Please give the case number that the amicus brief below cites for the statutory bill on the Special Jurisdiction for Peace.

SELECTED EXCERPT →
▼
Honorable Justice Antonio José Lizarazo
Colombian Constitutional Court
Palace of Justice
Bogotá, D.C. – COLOMBIA
Subject: Human Rights Watch Amicus curiae on the Statutory Bill on the Special Jurisdiction for Peace
José Miguel Vivanco, on behalf of Human Rights Watch, located at 350 Fifth Avenue, 34th floor, New York, United States, presents this amicus brief to the Honorable Constitutional Court of Colombia in the case RPZ-010 concerning the Statutory bill on the Special Jurisdiction for Peace. For that purpose, we respectfully state:
- Purpose and Summary of this Submission
Human Rights Watch respectfully requests that the Colombian Constitutional Court accept this submission for its consideration of the international legal arguments that are relevant to its assessment of Statutory bill on the Special Jurisdiction for Peace.
While applauding the peace process between the Colombian government and the Revolutionary Armed Forces of Colombia (FARC) guerrillas, Human Rights Watch has repeatedly raised concerns regarding shortcomings in the accord that could undermine justice for war crimes and asked authorities to address these flaws in the legislation implementing the accord.
▲
ROWS →
▼
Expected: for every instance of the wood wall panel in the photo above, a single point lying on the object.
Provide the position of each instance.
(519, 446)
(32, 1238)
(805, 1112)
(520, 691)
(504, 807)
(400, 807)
▲
EXERCISE RESPONSE →
RPZ-010